EXERCISE PASSAGE:
*** Begin section ***

Drilling adds value at Canyon and new wellfield at Nichols Ranch


Recent drilling at two projects held by Energy Fuels Inc (NYSE:UUUU) (TSE:EFR) have delivered encouraging results. The company’s shares moved up nicely after drilling at the Canyon mine in Arizona hit 8.5 feet of 6.88 U3O8, 48 feet of 1.02% U3O8, and 35 feet of 1.39% U3O8.

The Canyon mine is not yet in production, unlike the subject of Energy Fuels’ other ongoing drill campaign, Nichols Ranch.

Nichols Ranch is situated in prime uranium country in Wyoming, USA and, with an established resource of 2.8 mln pounds of uranium, has been central to Energy Fuels ongoing production since 2014.

The company mines at Nichols Ranch using the in-situ leaching method - wells are sunk into the ground and the uranium is leached out of the host rock and pumped to surface. The current drilling relates to the newest wellfield being sunk into the project, termed Header House 9. This has already hit good thicknesses and grades across a number of sites, and Energy Fuels expects the field to be up and running and in production later this year.


Production delivers revenues and gross profits


Production from the new wellfield will bolster the company’s ongoing production, which comes both from Nichols Ranch and from other conventional mines elsewhere in the USA.

Energy Fuels sold 100,000 pounds of U3O8 during the second quarter to June 30, pursuant to a long term contract priced at US$70 per pound. That’s considerably higher than spot and accounts in part for Energy Fuels’ relative strength compared to other junior uranium peers.

In total the company recovered 80,000 pounds of uranium from Nichols Ranch uranium project and 108,000 pounds from its other conventional mines elsewhere in the US.

*** End section ***

PROMPT:
Answer these questions from the Energy Fuels article:
(a) In which state is Nichols Ranch located?
(b) At what price per pound was the long-term contract for the second-quarter U3O8 sale set?
(c) How many pounds of uranium did the company recover from the Nichols Ranch project?
The items come from a separate source and are unrelated to the article.

Referring expression data:
*** Begin section ***

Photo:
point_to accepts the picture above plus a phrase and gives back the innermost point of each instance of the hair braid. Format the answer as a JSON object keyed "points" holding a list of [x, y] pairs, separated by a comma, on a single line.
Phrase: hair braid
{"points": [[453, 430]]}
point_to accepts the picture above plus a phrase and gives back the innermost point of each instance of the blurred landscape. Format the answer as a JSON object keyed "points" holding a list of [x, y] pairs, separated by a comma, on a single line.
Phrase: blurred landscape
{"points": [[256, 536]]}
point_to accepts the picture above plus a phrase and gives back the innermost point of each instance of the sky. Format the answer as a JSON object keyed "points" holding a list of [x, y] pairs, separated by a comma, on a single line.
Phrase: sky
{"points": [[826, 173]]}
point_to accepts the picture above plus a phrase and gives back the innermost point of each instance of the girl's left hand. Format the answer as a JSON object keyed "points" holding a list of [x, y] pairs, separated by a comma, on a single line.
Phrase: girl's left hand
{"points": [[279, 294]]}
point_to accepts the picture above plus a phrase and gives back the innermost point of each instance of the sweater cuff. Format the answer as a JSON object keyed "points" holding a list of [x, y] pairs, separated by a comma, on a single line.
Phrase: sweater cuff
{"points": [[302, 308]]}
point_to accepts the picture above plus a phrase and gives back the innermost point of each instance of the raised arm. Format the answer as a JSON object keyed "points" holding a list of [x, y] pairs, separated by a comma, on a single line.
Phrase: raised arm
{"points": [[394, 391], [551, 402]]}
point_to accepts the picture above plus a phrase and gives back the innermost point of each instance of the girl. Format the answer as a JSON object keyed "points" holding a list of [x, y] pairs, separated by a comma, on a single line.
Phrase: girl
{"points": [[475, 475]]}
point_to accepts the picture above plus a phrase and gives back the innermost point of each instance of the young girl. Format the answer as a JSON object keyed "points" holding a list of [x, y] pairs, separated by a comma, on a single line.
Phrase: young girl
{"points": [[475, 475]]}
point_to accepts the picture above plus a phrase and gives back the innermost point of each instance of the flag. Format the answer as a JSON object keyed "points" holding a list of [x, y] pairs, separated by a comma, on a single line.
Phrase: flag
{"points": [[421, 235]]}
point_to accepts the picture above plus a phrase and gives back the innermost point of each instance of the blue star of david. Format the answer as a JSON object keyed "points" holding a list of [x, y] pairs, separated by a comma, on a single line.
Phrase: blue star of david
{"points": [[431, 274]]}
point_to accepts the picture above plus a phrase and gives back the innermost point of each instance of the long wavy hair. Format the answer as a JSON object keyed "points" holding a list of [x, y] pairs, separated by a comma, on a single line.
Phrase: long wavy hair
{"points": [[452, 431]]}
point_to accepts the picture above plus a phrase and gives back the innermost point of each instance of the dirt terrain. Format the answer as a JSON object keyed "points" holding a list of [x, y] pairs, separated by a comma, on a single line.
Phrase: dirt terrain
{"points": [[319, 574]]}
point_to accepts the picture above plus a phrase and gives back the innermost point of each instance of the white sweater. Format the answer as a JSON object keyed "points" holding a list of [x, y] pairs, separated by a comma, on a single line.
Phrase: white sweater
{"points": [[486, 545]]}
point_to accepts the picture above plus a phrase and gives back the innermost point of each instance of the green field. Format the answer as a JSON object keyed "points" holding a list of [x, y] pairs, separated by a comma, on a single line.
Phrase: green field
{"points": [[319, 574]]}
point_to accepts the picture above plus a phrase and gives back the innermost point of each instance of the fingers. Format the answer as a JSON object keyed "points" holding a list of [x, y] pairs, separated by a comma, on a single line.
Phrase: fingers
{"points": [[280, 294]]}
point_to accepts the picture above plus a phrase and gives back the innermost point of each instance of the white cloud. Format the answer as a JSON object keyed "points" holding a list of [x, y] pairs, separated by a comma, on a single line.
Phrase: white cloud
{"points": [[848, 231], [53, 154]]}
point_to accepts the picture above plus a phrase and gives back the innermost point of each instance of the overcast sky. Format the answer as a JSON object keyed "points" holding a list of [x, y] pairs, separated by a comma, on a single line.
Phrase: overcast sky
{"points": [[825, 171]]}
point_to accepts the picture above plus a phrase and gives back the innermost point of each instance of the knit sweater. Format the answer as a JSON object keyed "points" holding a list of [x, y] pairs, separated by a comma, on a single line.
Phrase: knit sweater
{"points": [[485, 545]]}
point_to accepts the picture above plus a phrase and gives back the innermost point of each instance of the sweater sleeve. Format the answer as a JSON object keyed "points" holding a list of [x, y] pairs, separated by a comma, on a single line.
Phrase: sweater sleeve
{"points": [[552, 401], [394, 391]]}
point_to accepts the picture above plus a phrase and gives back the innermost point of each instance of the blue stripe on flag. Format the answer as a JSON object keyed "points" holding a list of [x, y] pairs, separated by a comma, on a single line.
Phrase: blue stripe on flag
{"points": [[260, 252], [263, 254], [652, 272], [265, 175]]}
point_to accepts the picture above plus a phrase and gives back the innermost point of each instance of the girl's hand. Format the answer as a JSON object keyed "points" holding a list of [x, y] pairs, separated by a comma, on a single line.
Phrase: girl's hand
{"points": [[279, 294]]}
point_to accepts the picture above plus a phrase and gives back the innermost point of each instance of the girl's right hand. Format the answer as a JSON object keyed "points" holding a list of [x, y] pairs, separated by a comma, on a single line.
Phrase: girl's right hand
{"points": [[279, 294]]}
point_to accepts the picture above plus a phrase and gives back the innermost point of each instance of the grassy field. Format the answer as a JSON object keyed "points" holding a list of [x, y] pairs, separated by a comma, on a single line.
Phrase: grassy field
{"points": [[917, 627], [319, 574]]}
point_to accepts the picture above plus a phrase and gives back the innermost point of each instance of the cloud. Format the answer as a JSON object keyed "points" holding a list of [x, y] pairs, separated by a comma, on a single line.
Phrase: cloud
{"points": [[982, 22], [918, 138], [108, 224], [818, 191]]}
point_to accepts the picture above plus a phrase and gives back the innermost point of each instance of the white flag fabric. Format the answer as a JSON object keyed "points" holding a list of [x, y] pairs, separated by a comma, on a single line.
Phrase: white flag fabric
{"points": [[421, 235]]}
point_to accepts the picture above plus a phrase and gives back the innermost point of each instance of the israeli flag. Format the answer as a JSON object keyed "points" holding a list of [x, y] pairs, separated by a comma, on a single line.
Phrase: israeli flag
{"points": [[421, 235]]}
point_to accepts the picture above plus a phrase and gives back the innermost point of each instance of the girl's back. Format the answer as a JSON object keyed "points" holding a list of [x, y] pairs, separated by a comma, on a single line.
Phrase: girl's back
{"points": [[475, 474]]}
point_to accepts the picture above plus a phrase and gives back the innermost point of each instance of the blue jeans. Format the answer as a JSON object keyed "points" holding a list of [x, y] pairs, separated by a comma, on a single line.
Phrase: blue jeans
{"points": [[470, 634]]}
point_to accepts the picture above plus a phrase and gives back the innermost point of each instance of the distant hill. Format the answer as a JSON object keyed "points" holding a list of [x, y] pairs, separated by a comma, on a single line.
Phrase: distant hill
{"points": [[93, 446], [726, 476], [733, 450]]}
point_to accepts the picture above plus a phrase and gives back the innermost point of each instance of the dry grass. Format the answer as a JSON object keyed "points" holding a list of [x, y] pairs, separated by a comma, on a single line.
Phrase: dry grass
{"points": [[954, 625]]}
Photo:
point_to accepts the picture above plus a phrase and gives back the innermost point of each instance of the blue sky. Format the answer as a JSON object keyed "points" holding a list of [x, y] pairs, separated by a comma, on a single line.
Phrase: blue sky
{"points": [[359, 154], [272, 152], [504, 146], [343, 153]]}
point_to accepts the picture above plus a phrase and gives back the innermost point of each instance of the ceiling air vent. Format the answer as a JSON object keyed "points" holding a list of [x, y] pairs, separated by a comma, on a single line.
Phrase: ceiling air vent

*** End section ***

OUTPUT OF THE EXERCISE:
(a) Wyoming
(b) US$70 per pound
(c) 80,000 pounds